▶ **Fragmento de texto**
:::::

In [1]:
from google.colab import drive
drive.mount('/content/drive')


Drive already mounted at /content/drive; to attempt to forcibly remount, call drive.mount("/content/drive", force_remount=True).


In [2]:
import pandas as pd
import joblib
from sklearn.neighbors import NearestNeighbors
import numpy as np
import sqlite3
import os
import logging

# Configuración del log
LOG_PATH = "/content/drive/MyDrive/bd_movies_recommendation/notebooks/script_log.log"
logging.basicConfig(
    filename=LOG_PATH,
    level=logging.INFO,
    format='%(asctime)s - %(levelname)s - %(message)s'
)

# Rutas
DATA_PATH = "/content/drive/MyDrive/bd_movies_recommendation/data/db_movies.sqlite"
MODEL_PATH = "/content/drive/MyDrive/bd_movies_recommendation/models/best_knn_model.pkl"
COLUMNS_PATH = "/content/drive/MyDrive/bd_movies_recommendation/models/model_columns.pkl"
RECOMMENDATION_PATH = "/content/drive/MyDrive/bd_movies_recommendation/notebooks/recomendaciones.csv"

def load_model_and_columns():
    """Carga el modelo y las columnas guardadas."""
    try:
        logging.info("Cargando modelo y columnas...")
        model = joblib.load(MODEL_PATH)
        columns = joblib.load(COLUMNS_PATH)

:::::

▶ **Datos proporcionados**
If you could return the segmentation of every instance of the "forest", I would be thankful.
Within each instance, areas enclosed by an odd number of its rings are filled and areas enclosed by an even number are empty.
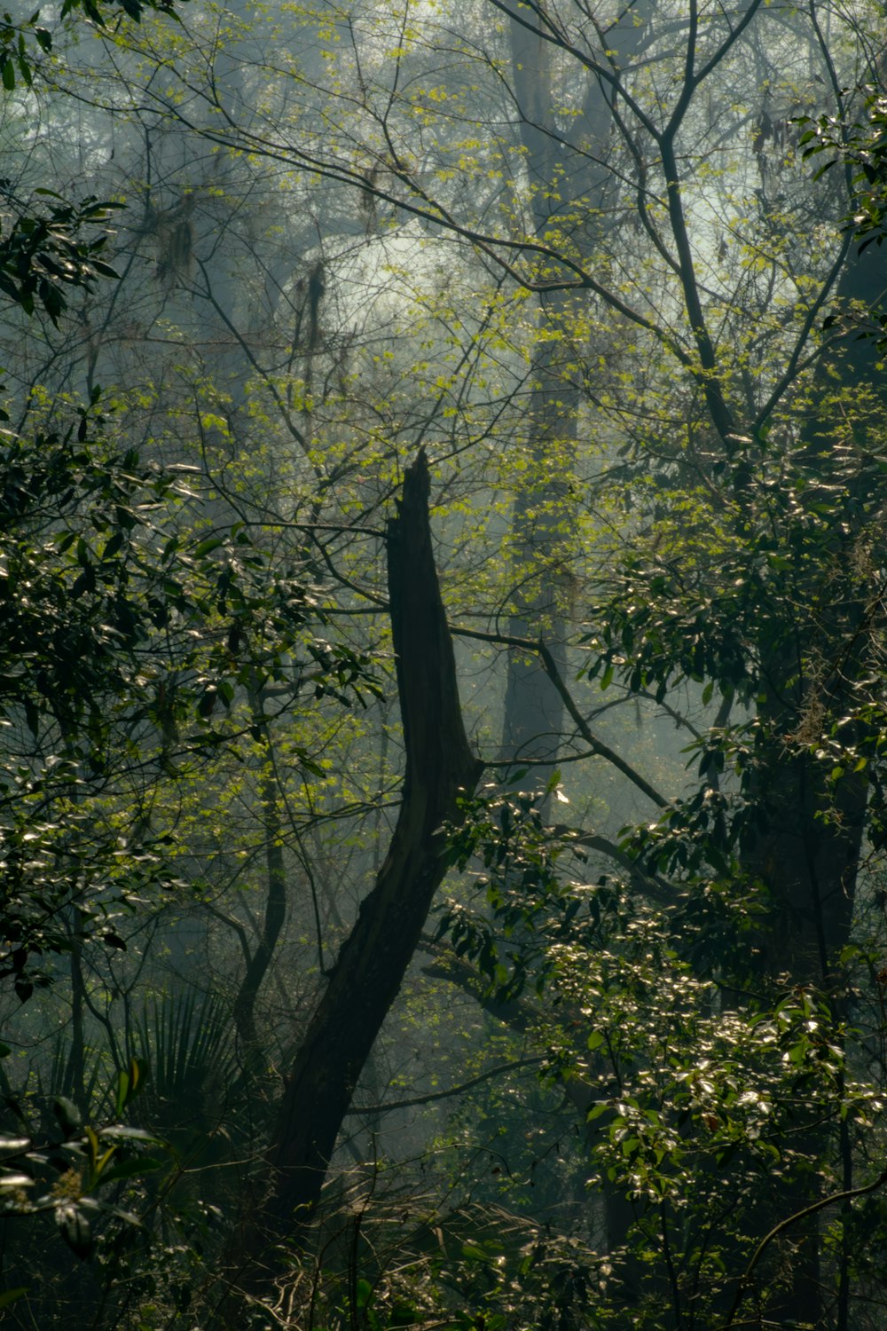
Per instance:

:::::

▶ **Objetivo del ejercicio**
Continúa el cuaderno de recomendación de películas a partir de la última línea mostrada. Los datos no tienen relación con el cuaderno de recomendación de películas.

▶ **Respuesta del ejercicio**
        logging.info(f"Modelo y columnas cargados correctamente. Número de columnas: {len(columns)}")
        return model, columns
    except Exception as e:
        logging.error(f"Error al cargar el modelo o las columnas: {str(e)}")
        raise

def load_data(db_path):
    """Carga los datos de la base de datos SQLite."""
    try:
        logging.info("Cargando datos desde la base de datos...")
        conn = sqlite3.connect(db_path)
        df_ratings = pd.read_sql_query("SELECT userId, movieId, rating FROM ratings", conn)
        df_movies = pd.read_sql_query("SELECT movieId, title FROM movies", conn)
        conn.close()
        logging.info(f"Datos cargados correctamente. Ratings: {df_ratings.shape}, Movies: {df_movies.shape}")
        return df_ratings, df_movies
    except Exception as e:
        logging.error(f"Error al cargar datos: {str(e)}")
        raise

def generate_recommendations(model, columns, df_ratings, df_movies):
    """Genera recomendaciones para todos los usuarios."""
    try:
        logging.info("Generando recomendaciones...")
        user_movie_matrix = df_ratings.pivot(index='userId', columns='movieId', values='rating').fillna(0)

        # Ajustar columnas
        missing_cols = [col for col in columns if col not in user_movie_matrix.columns]
        if missing_cols:
            logging.warning(f"Faltan columnas en los datos: {missing_cols}")

        user_movie_matrix = user_movie_matrix.reindex(columns=columns, fill_value=0)

        logging.info(f"Shape de la matriz ajustada: {user_movie_matrix.shape}")

        recommendations = []

        for user_id in user_movie_matrix.index:
            user_vector = user_movie_matrix.loc[user_id].values.reshape(1, -1)
            distances, indices = model.kneighbors(user_vector, n_neighbors=5)

            recommended_movie_ids = user_movie_matrix.columns[indices[0]].tolist()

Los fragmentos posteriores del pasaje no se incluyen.